- [Written instruction a]: Scale the records in the stretch from the line containing "Give the innermost point of each instance of the oven" through the end of the records, both ends included, and give only those lines again with the requests unchanged. Multiply every coordinate in the answers by 1.8 and round each to a whole number, rounding halves up.

--- Begin Source document ---

We used a log anvil used by the monkeys that contained two natural pits formed by monkeys striking nuts and flat surfaces on either side of each pit. This anvil was very similar to the one used by the monkeys in Experiment 1. We presented 20 palm nuts (piassava; Orbignya spp.), on average 60 mm long and 41 mm diameter, as in Study 1 (see Figure 2). Each nut was marked along the Stop meridian in same manner as in Experiment 1. We recorded all trials using a video camera (Canon GL2) recording at 30 fps.
Participants sat on a low stool at a distance that afforded a comfortable reach to the anvil. A cloth scarf was used as a blindfold.

--- End Source document ---

- [Written instruction b]: Return the stretch of the anvil passage from "We used a log" through "as a blindfold.", copying it word for word.

--- Begin Task material ---

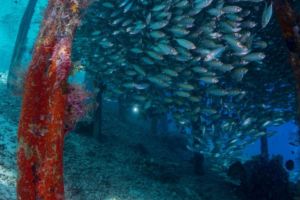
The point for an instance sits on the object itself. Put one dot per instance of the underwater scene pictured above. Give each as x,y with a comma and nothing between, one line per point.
150,100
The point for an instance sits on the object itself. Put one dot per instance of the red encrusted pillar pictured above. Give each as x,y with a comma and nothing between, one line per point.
43,116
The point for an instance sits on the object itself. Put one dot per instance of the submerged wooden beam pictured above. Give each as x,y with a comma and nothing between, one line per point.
19,48
44,115
289,21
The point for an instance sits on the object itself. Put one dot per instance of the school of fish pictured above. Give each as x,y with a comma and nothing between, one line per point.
199,60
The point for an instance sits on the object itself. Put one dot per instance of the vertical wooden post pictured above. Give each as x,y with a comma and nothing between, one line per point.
20,46
43,115
289,21
264,149
97,123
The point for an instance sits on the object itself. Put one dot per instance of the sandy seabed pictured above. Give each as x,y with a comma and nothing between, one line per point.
127,164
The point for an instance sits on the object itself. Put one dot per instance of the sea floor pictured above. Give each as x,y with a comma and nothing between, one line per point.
127,164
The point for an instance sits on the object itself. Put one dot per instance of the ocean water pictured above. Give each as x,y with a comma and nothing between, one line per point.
178,100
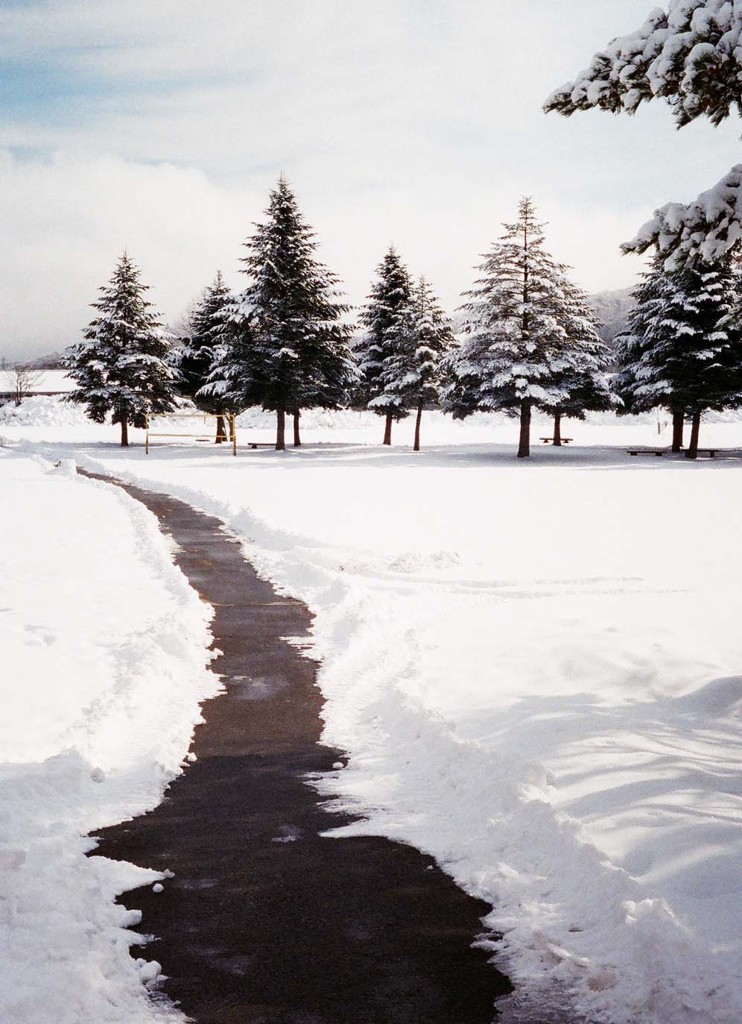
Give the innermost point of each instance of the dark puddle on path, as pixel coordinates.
(264, 922)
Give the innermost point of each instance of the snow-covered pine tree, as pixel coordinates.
(516, 354)
(690, 55)
(585, 358)
(418, 372)
(122, 366)
(683, 348)
(384, 349)
(206, 335)
(291, 344)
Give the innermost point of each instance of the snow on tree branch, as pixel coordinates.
(690, 55)
(704, 229)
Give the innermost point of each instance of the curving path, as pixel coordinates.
(265, 922)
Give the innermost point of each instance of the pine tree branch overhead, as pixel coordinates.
(690, 55)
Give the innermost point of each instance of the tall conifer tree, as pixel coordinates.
(584, 357)
(417, 373)
(683, 348)
(122, 366)
(526, 328)
(385, 344)
(290, 348)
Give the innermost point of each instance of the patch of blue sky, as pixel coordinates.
(26, 85)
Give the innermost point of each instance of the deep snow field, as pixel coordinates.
(535, 666)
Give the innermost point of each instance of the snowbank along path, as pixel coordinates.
(265, 920)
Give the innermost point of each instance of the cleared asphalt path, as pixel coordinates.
(264, 921)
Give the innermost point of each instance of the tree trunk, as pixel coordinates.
(419, 417)
(692, 452)
(557, 439)
(679, 422)
(524, 448)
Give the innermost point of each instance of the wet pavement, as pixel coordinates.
(264, 921)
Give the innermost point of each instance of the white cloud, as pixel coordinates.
(162, 126)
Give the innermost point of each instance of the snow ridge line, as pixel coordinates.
(67, 942)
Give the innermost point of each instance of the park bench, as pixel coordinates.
(711, 453)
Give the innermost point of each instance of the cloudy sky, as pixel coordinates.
(160, 126)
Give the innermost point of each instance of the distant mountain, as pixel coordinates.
(612, 309)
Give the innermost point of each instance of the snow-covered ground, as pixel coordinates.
(536, 668)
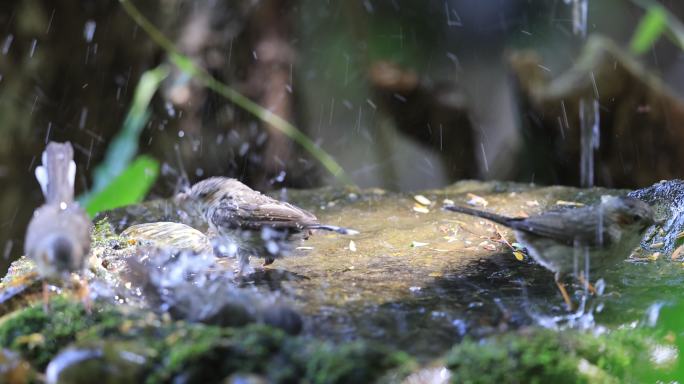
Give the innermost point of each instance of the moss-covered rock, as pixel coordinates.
(170, 351)
(38, 335)
(546, 356)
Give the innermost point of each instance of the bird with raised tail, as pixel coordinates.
(58, 235)
(260, 225)
(609, 231)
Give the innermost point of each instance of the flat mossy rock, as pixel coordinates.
(158, 350)
(547, 356)
(410, 287)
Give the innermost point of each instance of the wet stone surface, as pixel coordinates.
(417, 279)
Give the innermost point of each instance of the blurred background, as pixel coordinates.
(405, 95)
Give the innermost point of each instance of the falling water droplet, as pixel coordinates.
(89, 30)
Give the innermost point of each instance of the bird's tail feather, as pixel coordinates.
(332, 228)
(503, 220)
(57, 174)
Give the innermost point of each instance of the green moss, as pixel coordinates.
(357, 362)
(104, 235)
(204, 353)
(193, 352)
(541, 356)
(38, 335)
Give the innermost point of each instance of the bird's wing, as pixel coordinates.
(264, 212)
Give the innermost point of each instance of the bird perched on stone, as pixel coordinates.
(609, 230)
(258, 224)
(58, 236)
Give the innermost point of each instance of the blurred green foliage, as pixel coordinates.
(117, 181)
(656, 22)
(651, 26)
(129, 187)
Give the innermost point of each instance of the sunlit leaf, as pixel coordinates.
(131, 186)
(650, 28)
(674, 29)
(124, 146)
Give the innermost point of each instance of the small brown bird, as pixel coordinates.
(58, 236)
(609, 231)
(258, 224)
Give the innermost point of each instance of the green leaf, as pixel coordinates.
(130, 187)
(650, 28)
(125, 145)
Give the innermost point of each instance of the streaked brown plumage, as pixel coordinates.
(261, 225)
(58, 236)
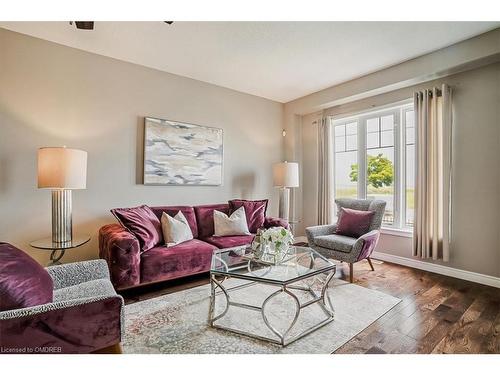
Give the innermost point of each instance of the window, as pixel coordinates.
(374, 158)
(346, 153)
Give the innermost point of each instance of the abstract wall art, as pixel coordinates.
(178, 153)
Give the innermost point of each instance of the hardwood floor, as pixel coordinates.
(437, 314)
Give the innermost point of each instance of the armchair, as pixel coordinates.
(84, 315)
(325, 240)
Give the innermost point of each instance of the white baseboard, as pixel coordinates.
(440, 269)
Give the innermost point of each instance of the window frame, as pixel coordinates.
(398, 110)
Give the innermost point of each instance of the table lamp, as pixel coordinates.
(62, 170)
(285, 176)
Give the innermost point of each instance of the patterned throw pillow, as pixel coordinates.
(234, 225)
(175, 229)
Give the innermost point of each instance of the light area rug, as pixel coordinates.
(177, 323)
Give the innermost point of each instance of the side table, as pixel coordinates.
(58, 248)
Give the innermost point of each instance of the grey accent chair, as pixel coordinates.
(324, 240)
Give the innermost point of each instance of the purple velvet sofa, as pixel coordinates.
(130, 267)
(69, 308)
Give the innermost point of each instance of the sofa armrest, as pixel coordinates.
(271, 222)
(121, 250)
(365, 245)
(70, 274)
(80, 325)
(319, 230)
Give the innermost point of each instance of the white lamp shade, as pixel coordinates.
(286, 174)
(62, 168)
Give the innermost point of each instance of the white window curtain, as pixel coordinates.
(431, 230)
(325, 179)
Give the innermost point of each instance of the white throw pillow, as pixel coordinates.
(234, 225)
(175, 229)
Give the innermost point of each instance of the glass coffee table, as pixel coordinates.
(295, 273)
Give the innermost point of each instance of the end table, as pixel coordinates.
(58, 248)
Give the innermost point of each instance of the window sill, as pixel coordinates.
(397, 232)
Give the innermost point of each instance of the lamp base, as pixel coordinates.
(284, 204)
(62, 225)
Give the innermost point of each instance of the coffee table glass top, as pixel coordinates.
(299, 263)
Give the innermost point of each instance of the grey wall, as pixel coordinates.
(52, 95)
(476, 168)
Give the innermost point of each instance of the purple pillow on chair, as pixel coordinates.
(353, 223)
(143, 223)
(23, 282)
(255, 212)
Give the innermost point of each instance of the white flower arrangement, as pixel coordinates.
(276, 240)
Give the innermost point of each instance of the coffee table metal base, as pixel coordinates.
(283, 338)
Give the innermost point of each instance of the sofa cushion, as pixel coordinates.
(92, 288)
(205, 218)
(229, 241)
(353, 223)
(143, 223)
(255, 212)
(165, 263)
(187, 211)
(23, 282)
(336, 242)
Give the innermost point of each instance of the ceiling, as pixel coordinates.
(281, 61)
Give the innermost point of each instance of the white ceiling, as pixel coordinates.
(275, 60)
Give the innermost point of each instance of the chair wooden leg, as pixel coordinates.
(371, 264)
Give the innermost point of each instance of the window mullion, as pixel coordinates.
(362, 190)
(397, 168)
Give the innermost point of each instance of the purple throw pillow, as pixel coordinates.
(23, 282)
(354, 223)
(205, 218)
(255, 212)
(141, 222)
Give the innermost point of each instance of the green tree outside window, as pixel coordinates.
(380, 171)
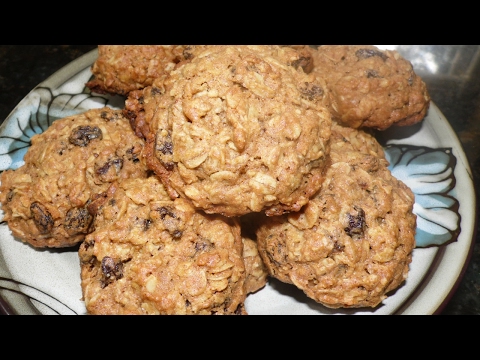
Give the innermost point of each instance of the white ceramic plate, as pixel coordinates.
(427, 156)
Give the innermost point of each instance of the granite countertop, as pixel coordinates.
(451, 72)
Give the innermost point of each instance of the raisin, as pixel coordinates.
(82, 135)
(371, 74)
(77, 220)
(356, 223)
(171, 221)
(366, 53)
(304, 62)
(42, 217)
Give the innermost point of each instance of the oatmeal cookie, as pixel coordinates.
(238, 129)
(370, 87)
(256, 271)
(149, 254)
(352, 244)
(120, 69)
(45, 201)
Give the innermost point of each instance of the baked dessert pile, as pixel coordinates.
(228, 165)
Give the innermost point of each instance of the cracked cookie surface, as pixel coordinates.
(153, 255)
(238, 129)
(370, 87)
(45, 201)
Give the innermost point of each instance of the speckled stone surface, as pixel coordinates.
(452, 74)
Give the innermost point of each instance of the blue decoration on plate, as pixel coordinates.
(430, 174)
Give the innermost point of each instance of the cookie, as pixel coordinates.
(352, 244)
(149, 254)
(370, 87)
(66, 169)
(120, 69)
(237, 129)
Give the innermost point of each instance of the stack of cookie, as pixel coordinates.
(238, 163)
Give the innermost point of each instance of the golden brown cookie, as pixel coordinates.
(120, 69)
(370, 87)
(351, 245)
(238, 129)
(153, 255)
(256, 271)
(46, 200)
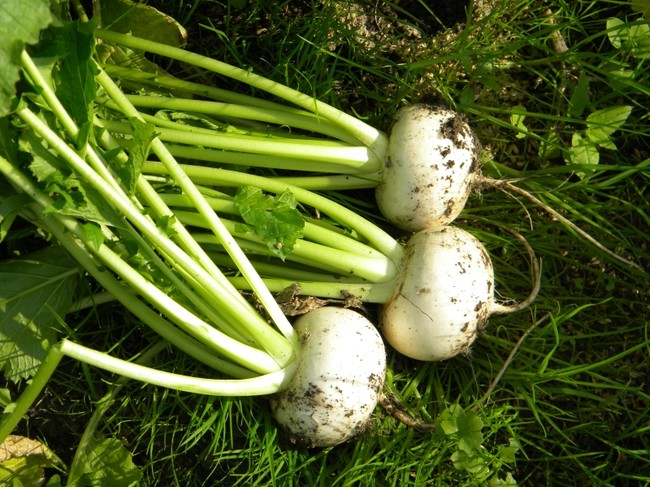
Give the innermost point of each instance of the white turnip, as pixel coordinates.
(427, 178)
(339, 378)
(444, 296)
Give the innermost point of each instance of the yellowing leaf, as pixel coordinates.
(23, 460)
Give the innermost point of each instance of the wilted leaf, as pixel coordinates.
(23, 460)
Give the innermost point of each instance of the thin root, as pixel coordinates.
(536, 274)
(507, 186)
(395, 409)
(506, 364)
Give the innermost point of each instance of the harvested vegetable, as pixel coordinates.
(427, 178)
(338, 381)
(444, 296)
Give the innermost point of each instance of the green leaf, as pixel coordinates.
(274, 219)
(468, 462)
(74, 76)
(34, 290)
(616, 32)
(93, 235)
(579, 97)
(469, 433)
(509, 481)
(141, 20)
(9, 208)
(20, 24)
(105, 463)
(583, 151)
(641, 6)
(138, 148)
(507, 453)
(447, 420)
(603, 123)
(517, 120)
(631, 38)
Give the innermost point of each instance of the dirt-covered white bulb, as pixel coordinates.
(444, 295)
(427, 176)
(340, 375)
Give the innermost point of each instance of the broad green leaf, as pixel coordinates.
(603, 123)
(93, 235)
(469, 433)
(631, 38)
(583, 151)
(9, 208)
(74, 75)
(639, 40)
(508, 453)
(129, 169)
(274, 219)
(616, 32)
(509, 481)
(104, 463)
(641, 6)
(468, 462)
(71, 196)
(20, 24)
(34, 290)
(141, 20)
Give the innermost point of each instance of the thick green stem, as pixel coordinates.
(231, 111)
(256, 386)
(253, 321)
(345, 157)
(367, 135)
(238, 309)
(375, 236)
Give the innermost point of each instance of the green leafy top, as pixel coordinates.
(274, 219)
(20, 24)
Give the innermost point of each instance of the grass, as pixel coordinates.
(572, 406)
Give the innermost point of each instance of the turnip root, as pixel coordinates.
(427, 178)
(339, 378)
(444, 296)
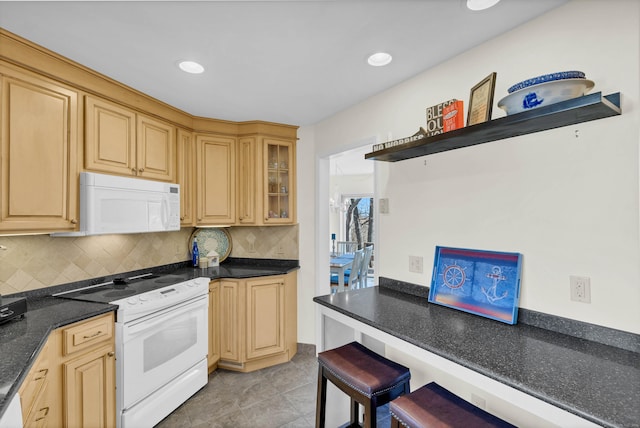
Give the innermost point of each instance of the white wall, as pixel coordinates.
(569, 205)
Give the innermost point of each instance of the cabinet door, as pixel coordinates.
(39, 158)
(186, 171)
(246, 180)
(265, 316)
(214, 324)
(156, 149)
(110, 131)
(33, 392)
(89, 389)
(280, 184)
(231, 320)
(215, 180)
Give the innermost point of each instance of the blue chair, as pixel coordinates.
(351, 275)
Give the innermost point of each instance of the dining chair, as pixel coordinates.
(368, 252)
(346, 246)
(351, 275)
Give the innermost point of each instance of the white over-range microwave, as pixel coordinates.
(113, 204)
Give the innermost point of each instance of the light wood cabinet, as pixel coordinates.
(34, 392)
(72, 382)
(89, 389)
(265, 317)
(186, 175)
(258, 322)
(87, 360)
(232, 325)
(266, 181)
(213, 355)
(121, 141)
(215, 180)
(39, 154)
(279, 187)
(249, 181)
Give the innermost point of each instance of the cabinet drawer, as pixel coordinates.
(33, 386)
(38, 415)
(86, 334)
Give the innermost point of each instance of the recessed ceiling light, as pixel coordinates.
(481, 4)
(379, 59)
(191, 67)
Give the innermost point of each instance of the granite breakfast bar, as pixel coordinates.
(529, 375)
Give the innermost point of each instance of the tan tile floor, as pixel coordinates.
(279, 396)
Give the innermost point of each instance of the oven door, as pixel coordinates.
(158, 347)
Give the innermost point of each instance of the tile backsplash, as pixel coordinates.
(38, 261)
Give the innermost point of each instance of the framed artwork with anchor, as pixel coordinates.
(481, 282)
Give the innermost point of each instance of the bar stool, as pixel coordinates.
(366, 377)
(434, 406)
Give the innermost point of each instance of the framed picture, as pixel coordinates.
(481, 100)
(485, 283)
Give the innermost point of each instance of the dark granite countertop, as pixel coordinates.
(597, 382)
(22, 339)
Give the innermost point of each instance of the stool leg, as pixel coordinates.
(321, 398)
(370, 413)
(354, 412)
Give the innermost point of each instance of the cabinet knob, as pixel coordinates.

--- End Task material ---

- [Task output a]:
Give the innermost point of each instance of the oven door, as pixel coordinates.
(284, 625)
Give the innermost point of each instance of the tile backsplash, as pixel coordinates.
(68, 470)
Give the innermost point of each instance of the framed artwork with anchor, as pixel coordinates.
(866, 508)
Give the innermost point of each instance of the bar stool, as pixel coordinates.
(659, 679)
(781, 731)
Give the innermost point of each instance of the framed picture, as pixel coordinates.
(866, 180)
(873, 509)
Give the innermost point of each instance of the dark granite countertop, as pixel coordinates.
(1075, 688)
(40, 610)
Give the innermost point of each instance of the stool leg, as pixel coordinates.
(578, 716)
(666, 743)
(637, 742)
Give the innermost point of each instance of the cabinet knob, as pixel coordinates.

- [Task output b]:
We used a log anvil used by the monkeys that contained two natural pits formed by monkeys striking nuts and flat surfaces on either side of each pit. This anvil was very similar to the one used by the monkeys in Experiment 1. We presented 20 palm nuts (piassava; Orbignya spp.), on average 60 mm long and 41 mm diameter, as in Study 1 (see Figure 2). Each nut was marked along the Stop meridian in same manner as in Experiment 1. We recorded all trials using a video camera (Canon GL2) recording at 30 fps.
Participants sat on a low stool at a distance that afforded a comfortable reach to the anvil. A cloth scarf was used as a blindfold.